## start Provided data
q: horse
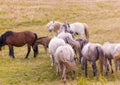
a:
[114,51,120,72]
[78,40,104,77]
[103,42,120,73]
[48,37,65,67]
[34,36,51,54]
[55,44,75,84]
[59,22,89,40]
[46,21,62,35]
[0,31,38,58]
[47,21,89,40]
[57,31,80,59]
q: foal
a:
[34,36,51,54]
[0,31,38,58]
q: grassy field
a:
[0,0,120,85]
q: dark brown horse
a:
[0,31,38,58]
[34,36,51,54]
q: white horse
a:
[103,42,120,73]
[57,31,80,59]
[48,21,89,40]
[55,44,75,83]
[46,21,62,35]
[79,39,107,77]
[60,22,89,40]
[48,37,65,67]
[57,31,73,42]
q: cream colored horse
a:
[55,44,75,84]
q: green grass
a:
[0,0,120,85]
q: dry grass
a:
[0,0,120,85]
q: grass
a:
[0,0,120,85]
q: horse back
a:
[6,31,35,47]
[35,36,51,47]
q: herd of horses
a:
[0,21,120,84]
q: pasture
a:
[0,0,120,85]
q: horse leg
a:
[9,45,15,58]
[25,45,31,59]
[50,54,54,67]
[92,62,97,76]
[85,61,88,77]
[108,59,113,73]
[104,57,109,75]
[32,44,38,58]
[114,58,118,72]
[72,71,75,80]
[56,63,61,76]
[44,46,47,55]
[62,64,66,85]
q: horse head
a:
[49,21,55,32]
[81,57,87,70]
[60,22,70,33]
[0,37,3,50]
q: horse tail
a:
[33,33,38,54]
[59,51,76,71]
[96,46,104,74]
[83,23,89,41]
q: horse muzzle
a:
[81,66,85,70]
[49,30,52,32]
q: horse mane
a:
[76,38,89,50]
[37,36,48,40]
[0,31,13,46]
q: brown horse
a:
[34,36,51,54]
[0,31,38,58]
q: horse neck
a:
[54,23,60,32]
[80,40,89,50]
[67,38,76,46]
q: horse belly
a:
[6,39,26,47]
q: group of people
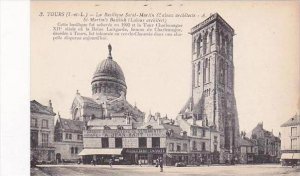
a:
[91,159,113,167]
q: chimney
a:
[193,117,196,125]
[48,100,53,112]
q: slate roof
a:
[281,114,300,127]
[162,124,187,138]
[30,100,56,116]
[59,118,84,131]
[240,137,254,146]
[87,117,131,127]
[179,97,192,114]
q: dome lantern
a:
[91,44,127,101]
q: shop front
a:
[166,153,189,166]
[122,148,166,165]
[78,148,124,164]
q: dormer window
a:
[104,125,110,130]
[117,125,124,130]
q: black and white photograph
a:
[1,1,300,176]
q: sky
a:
[30,1,300,135]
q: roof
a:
[87,117,131,127]
[281,114,300,127]
[92,45,126,87]
[179,97,192,114]
[240,137,254,146]
[30,100,56,116]
[191,13,234,34]
[58,117,84,131]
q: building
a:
[239,132,258,164]
[281,114,300,165]
[54,114,85,163]
[251,123,281,163]
[30,100,56,163]
[176,112,220,164]
[180,13,240,163]
[78,45,219,165]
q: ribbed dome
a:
[92,58,126,85]
[91,45,127,102]
[92,45,126,86]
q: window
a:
[42,119,48,128]
[169,143,174,151]
[214,136,218,142]
[192,128,197,136]
[30,130,39,148]
[77,134,82,140]
[192,141,197,150]
[31,118,37,127]
[65,133,72,140]
[291,127,297,136]
[115,138,123,148]
[202,129,205,137]
[152,137,160,148]
[117,125,124,130]
[182,143,187,152]
[139,138,147,148]
[54,132,62,142]
[42,133,49,147]
[214,144,218,151]
[291,138,297,150]
[101,138,108,148]
[176,143,181,152]
[202,142,206,151]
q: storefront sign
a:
[123,148,166,154]
[83,129,166,138]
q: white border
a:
[0,0,30,176]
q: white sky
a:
[31,1,300,135]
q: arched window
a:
[208,29,214,53]
[203,33,207,55]
[197,61,201,86]
[197,35,201,56]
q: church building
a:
[179,13,240,163]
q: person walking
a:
[109,159,112,167]
[159,157,164,172]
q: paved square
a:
[31,165,300,176]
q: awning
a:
[78,148,123,156]
[281,153,294,159]
[293,153,300,159]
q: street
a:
[30,164,300,176]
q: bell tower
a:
[190,13,240,162]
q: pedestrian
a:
[109,159,112,167]
[207,158,210,167]
[155,158,159,167]
[159,157,164,172]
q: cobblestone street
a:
[31,165,300,176]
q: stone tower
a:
[190,13,240,162]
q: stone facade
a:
[30,100,55,163]
[54,115,84,163]
[251,123,281,163]
[281,114,300,165]
[239,132,258,164]
[180,13,239,163]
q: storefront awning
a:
[78,148,123,156]
[281,153,294,159]
[293,153,300,159]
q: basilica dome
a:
[91,45,127,99]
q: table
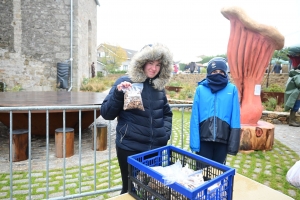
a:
[0,91,107,135]
[109,174,293,200]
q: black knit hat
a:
[207,57,227,74]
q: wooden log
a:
[239,121,275,152]
[9,129,28,162]
[55,128,74,158]
[92,124,107,151]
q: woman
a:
[100,44,173,194]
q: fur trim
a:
[128,44,173,90]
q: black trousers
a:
[116,147,140,194]
[197,141,227,164]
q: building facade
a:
[0,0,100,91]
[97,44,137,74]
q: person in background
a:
[284,64,300,127]
[189,62,196,74]
[173,63,178,74]
[91,62,95,78]
[100,44,173,194]
[190,58,241,163]
[272,62,282,74]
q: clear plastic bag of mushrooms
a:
[123,83,145,111]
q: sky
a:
[97,0,300,61]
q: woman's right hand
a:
[117,81,131,91]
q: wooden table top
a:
[0,91,107,107]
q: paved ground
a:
[0,105,300,199]
[0,122,300,173]
[0,118,116,173]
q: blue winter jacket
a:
[190,80,241,155]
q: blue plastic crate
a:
[128,145,235,200]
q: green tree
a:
[99,43,127,72]
[272,47,289,61]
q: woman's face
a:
[144,61,161,78]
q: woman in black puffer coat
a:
[100,44,173,194]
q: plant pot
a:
[260,91,284,105]
[165,86,182,92]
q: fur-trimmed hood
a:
[128,44,173,90]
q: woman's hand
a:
[117,81,131,91]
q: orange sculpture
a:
[221,7,284,125]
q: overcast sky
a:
[97,0,300,61]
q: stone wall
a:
[0,0,97,91]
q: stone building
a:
[0,0,100,91]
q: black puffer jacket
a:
[100,45,173,152]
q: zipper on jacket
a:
[213,93,217,141]
[148,78,153,150]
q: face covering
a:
[206,74,228,93]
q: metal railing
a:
[0,104,192,199]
## end Provided data
What is required: Copy out every item above with "puffer" swapped for "padded" each time it occurs, keeping everything else the same. Leave out the pictures.

Answer to this problem:
q: horse
a:
[114,51,120,72]
[78,40,104,77]
[103,42,120,73]
[48,37,65,67]
[34,36,51,54]
[55,44,75,84]
[59,22,89,40]
[46,21,62,35]
[0,31,38,58]
[47,21,89,40]
[57,31,80,59]
q: foal
a:
[34,36,51,54]
[0,31,38,58]
q: grassy field
a:
[0,0,120,85]
q: dark brown horse
a:
[0,31,38,58]
[34,36,51,54]
q: white horse
a:
[103,42,120,73]
[57,31,80,59]
[48,21,89,40]
[55,44,75,83]
[46,21,62,35]
[79,39,107,77]
[60,22,89,40]
[48,37,65,67]
[57,31,73,42]
q: cream colored horse
a:
[55,44,75,84]
q: green grass
a:
[0,0,120,85]
q: dry grass
a:
[0,0,120,85]
q: grass
a:
[0,0,120,85]
q: horse back
a:
[6,31,35,47]
[35,36,51,47]
q: herd of horses
a:
[0,21,120,84]
q: pasture
a:
[0,0,120,85]
q: horse leg
a:
[9,45,15,58]
[25,45,31,59]
[50,54,54,67]
[92,62,97,76]
[85,61,88,77]
[108,59,113,73]
[104,57,109,75]
[32,44,38,58]
[114,58,118,72]
[72,71,75,80]
[56,63,61,76]
[44,46,47,55]
[62,64,66,85]
q: horse head
a:
[49,21,55,32]
[81,57,87,70]
[60,22,70,33]
[0,37,3,50]
q: horse tail
a:
[33,33,38,54]
[59,51,76,71]
[96,46,104,74]
[83,23,89,41]
q: horse muzzle
a:
[81,66,85,70]
[49,30,52,32]
q: horse mane
a:
[76,38,89,50]
[37,36,48,40]
[0,31,13,46]
q: brown horse
a:
[34,36,51,54]
[0,31,38,58]
q: horse neck
a:
[54,23,60,32]
[80,40,89,50]
[67,38,76,46]
q: horse belly
a:
[6,39,26,47]
q: group of people
a:
[91,159,113,167]
q: chimney
a:
[193,117,196,125]
[48,100,53,112]
q: slate roof
a:
[281,114,300,127]
[162,124,187,138]
[30,100,56,116]
[59,118,84,131]
[240,137,254,146]
[87,117,131,127]
[179,97,192,114]
q: dome lantern
a:
[91,44,127,101]
q: shop front
a:
[166,153,189,166]
[122,148,166,165]
[78,148,124,164]
q: dormer window
a:
[104,125,110,130]
[117,125,124,130]
q: black and white photograph
a:
[1,1,300,176]
q: sky
a:
[30,1,300,135]
q: roof
a:
[87,117,131,127]
[281,114,300,127]
[92,45,126,87]
[179,97,192,114]
[240,137,254,146]
[30,100,56,116]
[191,13,234,34]
[58,117,84,131]
q: building
a:
[239,132,258,164]
[281,114,300,165]
[54,114,85,163]
[251,123,281,163]
[30,100,56,163]
[176,112,220,164]
[180,13,240,163]
[78,45,219,165]
q: ribbed dome
a:
[92,58,126,85]
[91,45,127,102]
[92,45,126,86]
q: window
a:
[42,119,48,128]
[169,143,174,151]
[214,136,218,142]
[192,128,197,136]
[30,130,39,148]
[77,134,82,140]
[192,141,197,150]
[31,118,37,127]
[65,133,72,140]
[291,127,297,136]
[115,138,123,148]
[202,129,205,137]
[152,137,160,148]
[117,125,124,130]
[182,143,187,152]
[139,138,147,148]
[54,132,62,142]
[42,133,49,147]
[214,144,218,151]
[291,138,297,150]
[101,138,108,148]
[176,143,181,152]
[202,142,206,151]
q: storefront sign
a:
[123,148,166,154]
[83,129,166,138]
q: white border
a:
[0,0,30,176]
q: white sky
a:
[31,1,300,135]
q: arched window
a:
[208,29,214,53]
[203,33,207,55]
[197,61,201,86]
[197,35,201,56]
q: church building
a:
[179,13,240,163]
q: person walking
a:
[109,159,112,167]
[159,157,164,172]
q: paved square
a:
[31,165,300,176]
q: awning
a:
[78,148,123,156]
[281,153,294,159]
[293,153,300,159]
q: street
a:
[30,164,300,176]
q: bell tower
a:
[190,13,240,162]
q: pedestrian
a:
[109,159,112,167]
[207,158,210,167]
[155,158,159,167]
[159,157,164,172]
q: cobblestone street
a:
[31,165,300,176]
q: stone tower
a:
[190,13,240,162]
q: stone facade
a:
[30,100,55,163]
[54,115,84,163]
[251,123,281,163]
[281,114,300,165]
[239,132,258,164]
[180,13,239,163]
q: storefront awning
a:
[78,148,123,156]
[281,153,294,159]
[293,153,300,159]
q: basilica dome
a:
[91,45,127,99]
q: table
a:
[0,91,107,135]
[109,174,293,200]
q: black knit hat
a:
[207,57,227,74]
q: wooden log
a:
[239,121,275,152]
[9,129,28,162]
[55,128,74,158]
[92,124,107,151]
q: woman
a:
[100,44,173,194]
q: fur trim
a:
[128,44,173,90]
q: black trousers
a:
[116,147,140,194]
[197,141,227,164]
q: building facade
a:
[0,0,100,91]
[97,44,137,74]
q: person in background
a:
[284,64,300,127]
[189,62,196,74]
[173,63,178,74]
[91,62,95,78]
[100,44,173,194]
[190,58,241,163]
[272,62,282,74]
q: clear plastic bag of mushrooms
a:
[123,83,145,111]
q: sky
a:
[97,0,300,61]
q: woman's right hand
a:
[117,81,131,91]
q: wooden table top
a:
[0,91,107,107]
q: paved ground
a:
[0,105,300,199]
[0,122,300,173]
[0,118,116,173]
q: blue winter jacket
a:
[190,80,241,155]
q: blue plastic crate
a:
[128,145,235,200]
q: green tree
a:
[99,43,127,72]
[272,47,289,61]
q: woman's face
a:
[144,61,161,78]
q: woman in black padded coat
a:
[100,44,173,194]
q: plant pot
a:
[260,91,284,105]
[165,86,182,92]
q: fur-trimmed hood
a:
[128,44,173,90]
q: woman's hand
a:
[117,81,131,91]
q: orange sculpture
a:
[221,7,284,125]
q: overcast sky
a:
[97,0,300,61]
q: stone wall
a:
[0,0,97,91]
q: stone building
a:
[0,0,100,91]
q: black padded jacket
a:
[100,45,173,152]
q: zipper on jacket
a:
[213,93,217,141]
[148,78,153,150]
q: face covering
a:
[206,74,228,93]
q: metal railing
a:
[0,104,192,199]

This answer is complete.